Collection entries:
————

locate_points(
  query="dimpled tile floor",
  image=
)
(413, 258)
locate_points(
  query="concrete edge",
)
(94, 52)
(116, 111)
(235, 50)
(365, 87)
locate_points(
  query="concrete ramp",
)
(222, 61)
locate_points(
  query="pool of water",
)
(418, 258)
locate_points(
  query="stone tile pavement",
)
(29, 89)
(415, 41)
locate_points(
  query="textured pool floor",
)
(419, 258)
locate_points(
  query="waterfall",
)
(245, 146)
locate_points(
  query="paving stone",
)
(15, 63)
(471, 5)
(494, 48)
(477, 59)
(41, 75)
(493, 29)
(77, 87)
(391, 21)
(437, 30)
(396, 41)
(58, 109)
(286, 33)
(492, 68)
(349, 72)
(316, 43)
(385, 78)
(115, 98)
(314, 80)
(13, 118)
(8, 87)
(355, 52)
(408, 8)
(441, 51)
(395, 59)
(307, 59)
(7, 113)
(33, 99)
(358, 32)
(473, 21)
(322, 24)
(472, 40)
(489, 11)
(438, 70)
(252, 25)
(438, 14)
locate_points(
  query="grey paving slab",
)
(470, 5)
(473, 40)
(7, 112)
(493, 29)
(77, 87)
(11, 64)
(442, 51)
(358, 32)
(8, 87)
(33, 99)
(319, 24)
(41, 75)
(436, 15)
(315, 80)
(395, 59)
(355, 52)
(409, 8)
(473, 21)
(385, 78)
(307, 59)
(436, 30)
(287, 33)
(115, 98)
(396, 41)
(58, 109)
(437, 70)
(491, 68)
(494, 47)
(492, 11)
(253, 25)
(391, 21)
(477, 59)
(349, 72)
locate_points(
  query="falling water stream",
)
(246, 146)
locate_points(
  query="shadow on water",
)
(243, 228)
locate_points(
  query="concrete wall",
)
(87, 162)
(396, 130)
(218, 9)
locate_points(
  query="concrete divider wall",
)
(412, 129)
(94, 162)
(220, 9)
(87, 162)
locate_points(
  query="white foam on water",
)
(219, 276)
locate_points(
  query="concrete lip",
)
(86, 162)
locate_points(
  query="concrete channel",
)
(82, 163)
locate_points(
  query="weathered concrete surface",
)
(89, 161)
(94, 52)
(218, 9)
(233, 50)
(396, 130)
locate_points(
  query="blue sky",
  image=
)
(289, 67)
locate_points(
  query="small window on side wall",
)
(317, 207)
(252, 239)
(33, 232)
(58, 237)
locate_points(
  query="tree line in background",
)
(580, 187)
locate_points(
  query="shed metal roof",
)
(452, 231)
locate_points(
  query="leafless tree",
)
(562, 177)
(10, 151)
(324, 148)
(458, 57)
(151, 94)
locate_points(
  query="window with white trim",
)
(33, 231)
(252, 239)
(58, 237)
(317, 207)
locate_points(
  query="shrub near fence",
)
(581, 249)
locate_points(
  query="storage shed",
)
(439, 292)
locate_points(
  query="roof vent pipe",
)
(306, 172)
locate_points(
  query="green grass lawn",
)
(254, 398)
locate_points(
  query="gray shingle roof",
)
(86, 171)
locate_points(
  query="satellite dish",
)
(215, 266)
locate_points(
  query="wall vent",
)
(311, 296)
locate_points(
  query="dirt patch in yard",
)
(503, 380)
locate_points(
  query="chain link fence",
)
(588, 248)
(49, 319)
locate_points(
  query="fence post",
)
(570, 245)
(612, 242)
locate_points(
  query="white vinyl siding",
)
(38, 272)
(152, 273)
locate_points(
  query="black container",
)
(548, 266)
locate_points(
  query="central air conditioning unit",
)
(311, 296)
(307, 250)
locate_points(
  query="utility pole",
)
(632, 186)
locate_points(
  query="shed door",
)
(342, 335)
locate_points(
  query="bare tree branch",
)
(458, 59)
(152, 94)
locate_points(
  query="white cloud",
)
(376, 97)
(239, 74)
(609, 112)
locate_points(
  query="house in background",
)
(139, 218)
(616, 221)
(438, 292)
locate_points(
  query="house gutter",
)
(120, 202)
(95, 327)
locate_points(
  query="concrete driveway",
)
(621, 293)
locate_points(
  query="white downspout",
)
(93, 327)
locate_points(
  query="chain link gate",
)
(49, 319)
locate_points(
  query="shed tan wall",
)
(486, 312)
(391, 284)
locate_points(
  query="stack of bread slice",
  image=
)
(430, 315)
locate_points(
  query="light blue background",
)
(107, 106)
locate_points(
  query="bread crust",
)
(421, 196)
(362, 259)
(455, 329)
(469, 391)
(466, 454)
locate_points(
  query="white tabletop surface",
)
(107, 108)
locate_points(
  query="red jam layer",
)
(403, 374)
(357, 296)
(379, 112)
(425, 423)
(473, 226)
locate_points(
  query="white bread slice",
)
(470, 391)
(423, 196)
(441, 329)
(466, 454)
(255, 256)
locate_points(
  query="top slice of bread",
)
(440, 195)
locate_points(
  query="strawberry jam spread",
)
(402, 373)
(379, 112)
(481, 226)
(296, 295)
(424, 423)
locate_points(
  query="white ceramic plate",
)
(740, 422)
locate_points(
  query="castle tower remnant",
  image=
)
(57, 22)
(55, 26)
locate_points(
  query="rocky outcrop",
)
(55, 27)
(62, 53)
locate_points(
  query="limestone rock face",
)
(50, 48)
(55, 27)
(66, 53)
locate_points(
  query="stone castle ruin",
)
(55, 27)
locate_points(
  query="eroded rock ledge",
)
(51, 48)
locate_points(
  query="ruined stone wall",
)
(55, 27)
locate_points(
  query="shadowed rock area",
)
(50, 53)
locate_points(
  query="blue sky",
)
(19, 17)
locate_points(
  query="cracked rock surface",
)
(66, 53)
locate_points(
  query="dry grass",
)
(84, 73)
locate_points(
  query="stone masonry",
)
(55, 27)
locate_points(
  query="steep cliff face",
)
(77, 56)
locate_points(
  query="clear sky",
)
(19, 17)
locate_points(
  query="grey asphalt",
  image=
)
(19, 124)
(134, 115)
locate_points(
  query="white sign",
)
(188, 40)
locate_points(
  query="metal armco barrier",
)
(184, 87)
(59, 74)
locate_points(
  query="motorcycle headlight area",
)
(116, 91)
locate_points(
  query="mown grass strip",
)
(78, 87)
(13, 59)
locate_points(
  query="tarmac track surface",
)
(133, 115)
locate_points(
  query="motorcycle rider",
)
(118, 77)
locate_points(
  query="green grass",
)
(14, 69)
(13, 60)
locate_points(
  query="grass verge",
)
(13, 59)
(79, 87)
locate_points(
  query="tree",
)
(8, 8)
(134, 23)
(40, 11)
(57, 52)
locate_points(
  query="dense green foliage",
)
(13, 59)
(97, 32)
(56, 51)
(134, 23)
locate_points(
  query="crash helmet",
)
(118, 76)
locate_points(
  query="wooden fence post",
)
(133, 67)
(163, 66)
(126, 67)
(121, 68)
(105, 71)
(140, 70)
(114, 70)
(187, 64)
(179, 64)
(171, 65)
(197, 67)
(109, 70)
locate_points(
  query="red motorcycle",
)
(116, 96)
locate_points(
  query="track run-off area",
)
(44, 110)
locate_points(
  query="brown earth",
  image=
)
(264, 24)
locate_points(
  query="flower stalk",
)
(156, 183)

————

### EXERCISE PROMPT
Retype all the data, keeping every character the same.

### PROBLEM SOLUTION
locate_points(
  query="dimpled tile floor",
  image=
)
(413, 258)
locate_points(
  query="concrete edge",
)
(94, 52)
(116, 111)
(235, 50)
(365, 87)
locate_points(
  query="concrete ramp",
)
(222, 61)
locate_points(
  query="pool of water",
)
(418, 258)
locate_points(
  query="stone tile pavement",
)
(29, 89)
(415, 41)
locate_points(
  query="textured pool floor",
)
(419, 258)
locate_points(
  query="waterfall",
)
(245, 146)
locate_points(
  query="paving stone",
)
(15, 63)
(471, 5)
(494, 48)
(477, 59)
(41, 75)
(493, 29)
(77, 87)
(391, 21)
(437, 30)
(396, 41)
(58, 109)
(286, 33)
(492, 68)
(349, 72)
(316, 43)
(385, 78)
(115, 98)
(314, 80)
(13, 118)
(8, 87)
(355, 52)
(408, 8)
(441, 51)
(395, 59)
(307, 59)
(7, 113)
(33, 99)
(358, 32)
(473, 21)
(322, 24)
(472, 40)
(489, 11)
(438, 70)
(252, 25)
(438, 14)
locate_points(
  query="grey paving slab",
)
(470, 5)
(473, 40)
(7, 112)
(493, 29)
(77, 87)
(11, 64)
(442, 51)
(358, 32)
(8, 87)
(33, 99)
(319, 24)
(41, 75)
(436, 15)
(315, 80)
(395, 59)
(355, 52)
(409, 8)
(473, 21)
(385, 78)
(307, 59)
(436, 30)
(287, 33)
(115, 98)
(396, 41)
(58, 109)
(437, 70)
(491, 68)
(494, 47)
(492, 11)
(253, 25)
(391, 21)
(477, 59)
(349, 72)
locate_points(
  query="falling water stream",
)
(246, 146)
locate_points(
  query="shadow on water",
)
(243, 228)
locate_points(
  query="concrete wall",
)
(87, 162)
(396, 130)
(218, 9)
locate_points(
  query="concrete divider wall",
)
(412, 129)
(94, 162)
(220, 9)
(87, 162)
locate_points(
  query="white foam on water",
)
(219, 276)
locate_points(
  query="concrete lip",
)
(86, 162)
locate_points(
  query="concrete channel",
)
(82, 163)
locate_points(
  query="weathered concrete surface",
)
(89, 161)
(94, 52)
(218, 9)
(233, 50)
(396, 130)
locate_points(
  query="blue sky",
  image=
)
(289, 67)
locate_points(
  query="small window on side wall",
)
(317, 207)
(252, 239)
(33, 232)
(58, 237)
locate_points(
  query="tree line in background",
)
(580, 187)
locate_points(
  query="shed metal roof",
)
(452, 231)
locate_points(
  query="leafless tree",
)
(562, 177)
(10, 151)
(324, 148)
(458, 57)
(151, 94)
locate_points(
  query="window with white trim",
)
(33, 231)
(252, 239)
(58, 237)
(317, 207)
locate_points(
  query="shrub near fence",
)
(581, 249)
locate_points(
  query="storage shed",
)
(439, 292)
locate_points(
  query="roof vent pipe",
)
(306, 172)
locate_points(
  query="green grass lawn",
)
(254, 398)
locate_points(
  query="gray shingle roof",
)
(86, 171)
locate_points(
  query="satellite dish",
)
(215, 266)
locate_points(
  query="wall vent",
)
(311, 296)
locate_points(
  query="dirt patch in yard",
)
(503, 380)
locate_points(
  query="chain link fence",
)
(588, 248)
(49, 319)
locate_points(
  query="fence post",
)
(570, 245)
(612, 242)
locate_points(
  query="white vinyl siding",
)
(38, 272)
(152, 273)
locate_points(
  query="black container",
)
(548, 266)
locate_points(
  query="central air conditioning unit",
)
(311, 296)
(307, 250)
locate_points(
  query="utility pole",
)
(632, 186)
locate_points(
  query="shed door",
)
(342, 335)
locate_points(
  query="bare tree branch",
)
(458, 59)
(152, 94)
locate_points(
  query="white cloud",
)
(376, 97)
(239, 74)
(609, 112)
locate_points(
  query="house in background",
)
(139, 218)
(616, 221)
(438, 292)
locate_points(
  query="house gutter",
)
(120, 202)
(95, 327)
locate_points(
  query="concrete driveway",
)
(621, 293)
locate_points(
  query="white downspout",
)
(93, 327)
locate_points(
  query="chain link gate",
)
(49, 319)
locate_points(
  query="shed tan wall",
)
(486, 312)
(391, 284)
locate_points(
  query="stack of bread slice",
  image=
)
(430, 315)
locate_points(
  query="light blue background",
)
(107, 106)
locate_points(
  query="bread crust",
)
(421, 196)
(362, 259)
(455, 329)
(469, 391)
(466, 454)
locate_points(
  query="white tabletop surface",
)
(107, 108)
locate_points(
  query="red jam layer",
)
(403, 374)
(357, 296)
(379, 112)
(425, 423)
(473, 226)
locate_points(
  query="white bread slice",
)
(470, 391)
(423, 196)
(441, 329)
(466, 454)
(255, 256)
locate_points(
  query="top slice of bread",
)
(440, 195)
locate_points(
  query="strawberry jam spread",
)
(402, 373)
(379, 112)
(481, 226)
(296, 295)
(424, 423)
locate_points(
  query="white ceramic plate",
)
(740, 422)
locate_points(
  query="castle tower remnant",
  image=
)
(57, 22)
(55, 26)
locate_points(
  query="rocky outcrop",
)
(55, 27)
(62, 53)
locate_points(
  query="limestone rock face",
)
(50, 48)
(55, 27)
(66, 53)
locate_points(
  query="stone castle ruin",
)
(55, 27)
locate_points(
  query="eroded rock ledge",
)
(51, 48)
locate_points(
  query="ruined stone wall",
)
(55, 27)
locate_points(
  query="shadowed rock area",
)
(50, 53)
locate_points(
  query="blue sky",
)
(19, 17)
locate_points(
  query="cracked rock surface",
)
(66, 53)
locate_points(
  query="dry grass",
)
(84, 73)
locate_points(
  query="stone masonry",
)
(55, 27)
locate_points(
  query="steep cliff face",
)
(77, 56)
locate_points(
  query="clear sky",
)
(19, 17)
locate_points(
  query="grey asphalt",
  image=
)
(19, 124)
(134, 115)
locate_points(
  query="white sign",
)
(188, 40)
locate_points(
  query="metal armco barrier",
)
(184, 87)
(59, 74)
locate_points(
  query="motorcycle headlight area",
)
(116, 91)
locate_points(
  query="mown grass strip",
)
(78, 87)
(13, 59)
locate_points(
  query="tarmac track surface",
)
(133, 115)
locate_points(
  query="motorcycle rider",
)
(118, 77)
locate_points(
  query="green grass",
)
(14, 69)
(13, 60)
locate_points(
  query="grass verge",
)
(13, 59)
(79, 87)
locate_points(
  query="tree",
)
(8, 8)
(134, 23)
(40, 11)
(57, 52)
locate_points(
  query="dense green foliage",
)
(13, 59)
(97, 32)
(56, 51)
(134, 23)
locate_points(
  query="crash helmet",
)
(118, 76)
locate_points(
  query="wooden fence post",
)
(133, 67)
(163, 66)
(126, 67)
(121, 68)
(105, 71)
(140, 70)
(114, 70)
(187, 64)
(179, 64)
(171, 65)
(197, 67)
(109, 70)
locate_points(
  query="red motorcycle",
)
(116, 96)
locate_points(
  query="track run-off area",
)
(44, 110)
locate_points(
  query="brown earth",
  image=
)
(264, 24)
locate_points(
  query="flower stalk",
)
(156, 183)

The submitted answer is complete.